** SHORT TASK **
Write out only the tail of the records, beginning at the line containing "sign reading your" and including the last line, exactly as written.

** MATERIAL FOR THIS EXERCISE **
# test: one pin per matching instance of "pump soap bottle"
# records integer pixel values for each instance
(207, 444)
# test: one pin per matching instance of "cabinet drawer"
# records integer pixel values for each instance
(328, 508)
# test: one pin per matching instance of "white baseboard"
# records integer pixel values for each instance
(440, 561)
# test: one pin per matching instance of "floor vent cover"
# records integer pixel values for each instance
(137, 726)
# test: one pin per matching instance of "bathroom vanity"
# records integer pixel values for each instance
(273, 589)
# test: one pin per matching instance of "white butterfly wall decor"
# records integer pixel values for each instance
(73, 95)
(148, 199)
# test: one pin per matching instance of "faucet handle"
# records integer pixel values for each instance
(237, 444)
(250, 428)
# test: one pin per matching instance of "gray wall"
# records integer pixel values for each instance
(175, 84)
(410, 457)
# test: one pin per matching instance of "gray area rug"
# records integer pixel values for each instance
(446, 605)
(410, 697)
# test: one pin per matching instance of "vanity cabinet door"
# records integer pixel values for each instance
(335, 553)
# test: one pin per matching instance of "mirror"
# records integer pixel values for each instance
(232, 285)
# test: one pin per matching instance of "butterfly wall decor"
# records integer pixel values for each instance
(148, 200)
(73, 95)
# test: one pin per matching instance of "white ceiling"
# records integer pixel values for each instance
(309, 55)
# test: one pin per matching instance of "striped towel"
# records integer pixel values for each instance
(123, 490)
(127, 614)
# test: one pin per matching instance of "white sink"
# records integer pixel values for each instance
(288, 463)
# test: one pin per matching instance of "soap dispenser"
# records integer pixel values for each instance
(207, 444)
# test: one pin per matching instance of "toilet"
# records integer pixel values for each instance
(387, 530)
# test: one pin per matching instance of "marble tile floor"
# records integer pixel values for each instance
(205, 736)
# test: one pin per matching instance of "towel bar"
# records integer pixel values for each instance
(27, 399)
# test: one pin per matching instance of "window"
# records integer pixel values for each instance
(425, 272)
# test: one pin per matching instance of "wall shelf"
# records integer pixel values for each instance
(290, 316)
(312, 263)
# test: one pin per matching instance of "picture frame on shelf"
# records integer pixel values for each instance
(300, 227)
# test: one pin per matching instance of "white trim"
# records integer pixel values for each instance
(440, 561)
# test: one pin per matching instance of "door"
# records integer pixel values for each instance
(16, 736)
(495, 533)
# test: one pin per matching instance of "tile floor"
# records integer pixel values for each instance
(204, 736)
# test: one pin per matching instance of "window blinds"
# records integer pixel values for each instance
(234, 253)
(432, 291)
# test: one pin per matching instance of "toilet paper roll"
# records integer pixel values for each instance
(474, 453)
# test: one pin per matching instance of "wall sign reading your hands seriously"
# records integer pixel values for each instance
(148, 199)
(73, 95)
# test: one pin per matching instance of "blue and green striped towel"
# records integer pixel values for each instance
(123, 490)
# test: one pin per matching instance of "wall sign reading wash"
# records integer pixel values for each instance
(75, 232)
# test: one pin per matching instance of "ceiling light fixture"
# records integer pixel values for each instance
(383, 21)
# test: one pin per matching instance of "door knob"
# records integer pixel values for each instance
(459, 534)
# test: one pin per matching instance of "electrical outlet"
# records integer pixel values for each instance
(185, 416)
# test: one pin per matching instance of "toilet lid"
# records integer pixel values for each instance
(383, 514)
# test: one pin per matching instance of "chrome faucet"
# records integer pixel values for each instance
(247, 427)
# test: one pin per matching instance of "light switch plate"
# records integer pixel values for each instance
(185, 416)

** TASK RESPONSE **
# test: one pin per matching instance of "wall sign reading your hands seriously"
# records integer pixel values for each instance
(148, 199)
(73, 95)
# test: one pin per matching instance of "blue and green striped towel"
# records integer pixel values for each instance
(123, 490)
# test: one pin per matching instance of "wall sign reading wash"
# records integer pixel values for each instance
(75, 232)
# test: one pin per matching instance of "ceiling light fixture"
# records integer pixel values for each instance
(383, 21)
# test: one pin per matching instance of "door knob"
# records integer pixel values for each instance
(459, 534)
# test: one pin per matching instance of "electrical outlet"
# records integer pixel values for each instance
(185, 416)
# test: one pin per matching instance of "toilet lid"
# records integer pixel values for each instance
(383, 514)
# test: one pin per matching instance of "chrome faucet"
# records integer pixel values for each instance
(247, 427)
# test: one pin per matching instance of "light switch plate"
# records integer pixel values for each instance
(185, 416)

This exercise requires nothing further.